Reading text.
----

This chapter makes the training loop explicit, introduces PyTorch’s data loading infrastructure, and applies everything to the MNIST handwritten digit recognition benchmark – the “hello world” of deep learning.
Show code cell source
import numpy as np
import matplotlib.pyplot as plt
import torch
import torch.nn as nn
import torch.optim as optim
from torch.utils.data import DataLoader, TensorDataset, random_split
import torchvision
import torchvision.transforms as transforms
# Consistent style for all plots
plt.rcParams.update({
'figure.dpi': 100,
'font.size': 11,
'axes.titlesize': 13,
'axes.labelsize': 12
})
# Standard color palette
BLUE = '#3b82f6'
GREEN = '#059669'
RED = '#dc2626'
AMBER = '#d97706'
INDIGO = '#4f46e5'
torch.manual_seed(42)
np.random.seed(42)
print('PyTorch version:', torch.__version__)
print('torchvision version:', torchvision.__version__)
PyTorch version: 2.7.0
torchvision version: 0.22.0
30.1 Training Loop Anatomy#
Every neural network training procedure follows the same pattern. We state it explicitly as an algorithm, mapping each step to the chapter where we derived the underlying mathematics.
Algorithm: The Standard Training Loop
Input: Model \(f_\theta\), training data \(\mathcal{D}\), loss function \(\mathcal{L}\), optimizer, number of epochs \(E\), batch size \(B\).
For epoch \(= 1, \ldots, E\):
Shuffle \(\mathcal{D}\) and partition into mini-batches of size \(B\).
For each mini-batch \((X_b, y_b)\):
Forward pass: Compute predictions \(\hat{y}_b = f_\theta(X_b)\). (Ch. 29)
Loss: Compute \(L = \mathcal{L}(\hat{y}_b, y_b)\). (Ch. 26)
Zero gradients: Set \(\nabla_\theta = 0\). (Ch. 28, 29)
Backward pass: Compute \(\nabla_\theta L\) via autograd. (Ch. 28)
Update: \(\theta \leftarrow \theta - \eta \cdot g(\nabla_\theta L)\) where \(g\) is the optimizer rule. (Ch. 27)
Evaluate on validation set (optional).
Return trained model \(f_\theta\).
In PyTorch, this translates directly into code:
# --- The canonical PyTorch training loop (pseudocode made concrete) ---
def train_one_epoch(model, dataloader, loss_fn, optimizer):
"""One pass through the entire training set."""

----

Aim of the exercise.
In the PyTorch training-loop text, explain why the setup code calls plt.rcParams.update and what settings it applies. Answer in one to three sentences.

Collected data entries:
----

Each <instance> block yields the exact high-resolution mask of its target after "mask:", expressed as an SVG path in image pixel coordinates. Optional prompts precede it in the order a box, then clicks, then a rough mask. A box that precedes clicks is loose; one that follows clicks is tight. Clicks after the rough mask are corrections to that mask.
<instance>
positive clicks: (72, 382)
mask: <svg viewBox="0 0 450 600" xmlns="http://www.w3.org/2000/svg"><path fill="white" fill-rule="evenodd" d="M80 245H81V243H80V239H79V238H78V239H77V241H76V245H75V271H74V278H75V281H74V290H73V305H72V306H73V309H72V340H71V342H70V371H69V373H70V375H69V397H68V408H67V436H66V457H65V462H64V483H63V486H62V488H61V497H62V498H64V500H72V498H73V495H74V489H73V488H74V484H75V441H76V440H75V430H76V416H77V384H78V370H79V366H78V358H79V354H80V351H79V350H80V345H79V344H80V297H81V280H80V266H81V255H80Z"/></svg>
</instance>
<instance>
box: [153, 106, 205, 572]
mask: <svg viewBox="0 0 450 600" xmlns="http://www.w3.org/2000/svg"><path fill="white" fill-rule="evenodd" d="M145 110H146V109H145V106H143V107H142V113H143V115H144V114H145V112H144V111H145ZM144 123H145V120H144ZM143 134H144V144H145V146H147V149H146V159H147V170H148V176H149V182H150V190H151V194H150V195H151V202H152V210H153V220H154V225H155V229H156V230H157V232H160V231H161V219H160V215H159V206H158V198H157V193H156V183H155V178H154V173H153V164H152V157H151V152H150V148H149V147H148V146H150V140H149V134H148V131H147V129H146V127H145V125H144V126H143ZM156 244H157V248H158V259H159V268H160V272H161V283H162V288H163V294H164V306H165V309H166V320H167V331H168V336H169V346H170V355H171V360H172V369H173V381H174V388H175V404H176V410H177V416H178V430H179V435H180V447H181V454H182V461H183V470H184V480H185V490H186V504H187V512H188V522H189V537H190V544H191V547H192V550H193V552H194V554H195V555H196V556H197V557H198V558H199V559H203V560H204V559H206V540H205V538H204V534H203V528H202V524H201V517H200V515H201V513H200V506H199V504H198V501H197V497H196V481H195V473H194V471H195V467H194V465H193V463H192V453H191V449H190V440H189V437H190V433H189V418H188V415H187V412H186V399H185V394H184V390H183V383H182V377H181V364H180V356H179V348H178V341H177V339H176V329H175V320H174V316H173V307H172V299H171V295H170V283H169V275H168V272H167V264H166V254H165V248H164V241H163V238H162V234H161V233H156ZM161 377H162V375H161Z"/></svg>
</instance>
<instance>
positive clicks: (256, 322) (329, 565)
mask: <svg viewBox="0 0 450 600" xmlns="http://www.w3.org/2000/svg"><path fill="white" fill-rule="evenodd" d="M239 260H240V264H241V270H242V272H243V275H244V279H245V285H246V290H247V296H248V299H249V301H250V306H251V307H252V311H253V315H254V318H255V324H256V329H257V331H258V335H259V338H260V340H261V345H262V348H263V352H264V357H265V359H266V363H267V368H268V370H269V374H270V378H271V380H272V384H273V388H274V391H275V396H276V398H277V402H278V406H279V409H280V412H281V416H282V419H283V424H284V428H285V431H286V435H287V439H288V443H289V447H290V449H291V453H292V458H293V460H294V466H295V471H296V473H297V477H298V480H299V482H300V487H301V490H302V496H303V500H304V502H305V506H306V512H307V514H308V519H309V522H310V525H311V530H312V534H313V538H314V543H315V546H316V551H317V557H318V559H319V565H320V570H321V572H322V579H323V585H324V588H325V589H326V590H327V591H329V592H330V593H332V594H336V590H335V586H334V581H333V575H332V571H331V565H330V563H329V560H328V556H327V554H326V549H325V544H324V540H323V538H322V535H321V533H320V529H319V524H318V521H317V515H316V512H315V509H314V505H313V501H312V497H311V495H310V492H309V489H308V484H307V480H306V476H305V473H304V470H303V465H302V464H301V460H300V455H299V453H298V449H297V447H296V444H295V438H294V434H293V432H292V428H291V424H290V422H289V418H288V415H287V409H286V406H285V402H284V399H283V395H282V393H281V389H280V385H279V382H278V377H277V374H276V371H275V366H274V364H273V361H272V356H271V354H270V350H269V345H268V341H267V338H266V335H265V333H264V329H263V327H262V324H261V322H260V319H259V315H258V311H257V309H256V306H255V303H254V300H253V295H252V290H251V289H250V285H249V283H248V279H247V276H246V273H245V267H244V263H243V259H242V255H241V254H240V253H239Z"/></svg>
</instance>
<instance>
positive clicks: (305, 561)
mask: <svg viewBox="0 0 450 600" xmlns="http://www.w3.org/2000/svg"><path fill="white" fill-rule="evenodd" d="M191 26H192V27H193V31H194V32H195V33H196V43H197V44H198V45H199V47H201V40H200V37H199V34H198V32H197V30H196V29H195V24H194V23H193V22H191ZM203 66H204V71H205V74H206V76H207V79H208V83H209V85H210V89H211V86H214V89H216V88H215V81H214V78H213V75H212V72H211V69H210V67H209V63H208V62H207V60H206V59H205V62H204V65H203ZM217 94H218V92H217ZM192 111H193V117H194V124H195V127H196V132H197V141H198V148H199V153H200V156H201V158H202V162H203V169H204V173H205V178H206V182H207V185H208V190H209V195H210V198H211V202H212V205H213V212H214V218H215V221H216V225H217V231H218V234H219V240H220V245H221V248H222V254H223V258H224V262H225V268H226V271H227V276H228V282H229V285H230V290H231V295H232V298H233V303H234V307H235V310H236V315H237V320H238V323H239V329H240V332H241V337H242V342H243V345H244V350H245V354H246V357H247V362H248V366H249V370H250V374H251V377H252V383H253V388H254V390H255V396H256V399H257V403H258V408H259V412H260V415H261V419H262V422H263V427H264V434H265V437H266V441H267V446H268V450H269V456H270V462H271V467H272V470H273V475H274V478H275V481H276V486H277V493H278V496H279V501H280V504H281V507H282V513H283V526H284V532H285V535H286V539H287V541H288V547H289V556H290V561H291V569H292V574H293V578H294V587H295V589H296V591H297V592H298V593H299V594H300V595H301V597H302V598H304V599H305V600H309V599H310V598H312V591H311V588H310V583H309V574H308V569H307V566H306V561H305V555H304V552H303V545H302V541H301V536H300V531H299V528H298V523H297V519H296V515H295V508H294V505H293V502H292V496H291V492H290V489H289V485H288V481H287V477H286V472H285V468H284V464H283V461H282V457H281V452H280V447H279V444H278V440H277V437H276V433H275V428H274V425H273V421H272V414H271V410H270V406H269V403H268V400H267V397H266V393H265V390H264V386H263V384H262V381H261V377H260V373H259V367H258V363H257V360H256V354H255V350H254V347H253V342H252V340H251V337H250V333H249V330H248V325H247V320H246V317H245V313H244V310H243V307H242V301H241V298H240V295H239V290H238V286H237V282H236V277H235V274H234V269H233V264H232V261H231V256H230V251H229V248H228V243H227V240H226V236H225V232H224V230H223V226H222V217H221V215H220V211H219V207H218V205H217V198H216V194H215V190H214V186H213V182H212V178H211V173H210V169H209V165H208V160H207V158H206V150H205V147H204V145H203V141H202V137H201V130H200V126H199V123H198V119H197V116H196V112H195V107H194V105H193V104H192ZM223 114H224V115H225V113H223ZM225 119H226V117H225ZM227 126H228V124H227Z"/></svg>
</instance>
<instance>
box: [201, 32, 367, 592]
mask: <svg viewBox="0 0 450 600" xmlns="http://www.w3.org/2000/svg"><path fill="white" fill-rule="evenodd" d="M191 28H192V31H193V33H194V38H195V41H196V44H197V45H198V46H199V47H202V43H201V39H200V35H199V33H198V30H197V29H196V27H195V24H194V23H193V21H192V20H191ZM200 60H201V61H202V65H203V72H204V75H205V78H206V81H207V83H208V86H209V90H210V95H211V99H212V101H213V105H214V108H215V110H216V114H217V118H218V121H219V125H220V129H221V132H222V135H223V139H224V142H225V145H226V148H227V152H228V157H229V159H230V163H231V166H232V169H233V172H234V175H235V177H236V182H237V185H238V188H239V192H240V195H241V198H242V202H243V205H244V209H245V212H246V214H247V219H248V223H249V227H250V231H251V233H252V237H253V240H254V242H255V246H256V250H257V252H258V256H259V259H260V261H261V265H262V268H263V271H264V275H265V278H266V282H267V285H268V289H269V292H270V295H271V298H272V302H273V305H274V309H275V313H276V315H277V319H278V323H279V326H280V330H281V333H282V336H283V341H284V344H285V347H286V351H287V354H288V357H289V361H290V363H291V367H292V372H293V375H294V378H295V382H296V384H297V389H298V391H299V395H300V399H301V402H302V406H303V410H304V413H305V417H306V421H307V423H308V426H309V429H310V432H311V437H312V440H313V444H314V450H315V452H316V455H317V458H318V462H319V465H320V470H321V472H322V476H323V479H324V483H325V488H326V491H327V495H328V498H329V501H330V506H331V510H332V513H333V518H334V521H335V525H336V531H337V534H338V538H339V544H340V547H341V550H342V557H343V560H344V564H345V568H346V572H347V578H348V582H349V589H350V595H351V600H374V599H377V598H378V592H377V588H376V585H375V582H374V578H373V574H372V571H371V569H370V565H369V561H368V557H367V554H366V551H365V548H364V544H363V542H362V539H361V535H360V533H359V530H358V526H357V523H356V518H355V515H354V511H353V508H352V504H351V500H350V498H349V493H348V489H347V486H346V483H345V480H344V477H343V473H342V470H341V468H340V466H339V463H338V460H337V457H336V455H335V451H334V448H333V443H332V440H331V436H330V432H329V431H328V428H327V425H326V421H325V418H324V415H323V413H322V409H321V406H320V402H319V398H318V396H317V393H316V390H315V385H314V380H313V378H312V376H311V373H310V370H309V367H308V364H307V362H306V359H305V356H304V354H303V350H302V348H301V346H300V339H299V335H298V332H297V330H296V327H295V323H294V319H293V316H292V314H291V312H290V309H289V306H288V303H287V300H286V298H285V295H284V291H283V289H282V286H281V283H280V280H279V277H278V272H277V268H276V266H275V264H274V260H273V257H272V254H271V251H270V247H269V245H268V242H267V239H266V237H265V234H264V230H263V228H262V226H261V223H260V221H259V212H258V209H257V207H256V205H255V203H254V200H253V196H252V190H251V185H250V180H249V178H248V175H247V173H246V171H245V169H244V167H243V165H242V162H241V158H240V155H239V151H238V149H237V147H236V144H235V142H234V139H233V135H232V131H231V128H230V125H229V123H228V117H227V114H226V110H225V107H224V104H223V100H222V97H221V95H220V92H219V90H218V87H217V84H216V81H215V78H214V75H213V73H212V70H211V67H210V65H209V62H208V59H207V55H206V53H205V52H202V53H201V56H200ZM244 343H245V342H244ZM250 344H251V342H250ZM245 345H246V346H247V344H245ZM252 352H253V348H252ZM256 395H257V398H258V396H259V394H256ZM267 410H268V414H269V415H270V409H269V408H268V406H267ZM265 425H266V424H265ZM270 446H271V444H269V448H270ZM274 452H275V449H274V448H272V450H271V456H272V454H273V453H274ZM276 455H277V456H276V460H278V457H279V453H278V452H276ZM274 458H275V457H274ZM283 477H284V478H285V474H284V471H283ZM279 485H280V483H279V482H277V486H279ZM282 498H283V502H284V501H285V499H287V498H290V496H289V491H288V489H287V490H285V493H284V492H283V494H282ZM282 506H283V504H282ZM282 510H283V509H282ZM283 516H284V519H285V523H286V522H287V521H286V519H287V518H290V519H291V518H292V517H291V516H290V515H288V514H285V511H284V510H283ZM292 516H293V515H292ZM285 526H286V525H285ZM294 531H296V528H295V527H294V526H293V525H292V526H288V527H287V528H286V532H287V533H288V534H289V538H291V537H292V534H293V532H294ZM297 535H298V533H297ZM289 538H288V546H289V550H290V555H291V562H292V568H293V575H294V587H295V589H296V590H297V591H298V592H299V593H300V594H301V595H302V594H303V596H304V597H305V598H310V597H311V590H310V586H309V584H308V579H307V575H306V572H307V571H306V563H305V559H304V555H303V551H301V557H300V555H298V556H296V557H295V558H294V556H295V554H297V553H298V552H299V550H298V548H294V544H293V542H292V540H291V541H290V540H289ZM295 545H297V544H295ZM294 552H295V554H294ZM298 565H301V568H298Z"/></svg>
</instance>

----

Written answer.
The call gives all plots a consistent style. It sets the figure dpi to 100, the font size to 11, the axes title size to 13 and the axes label size to 12.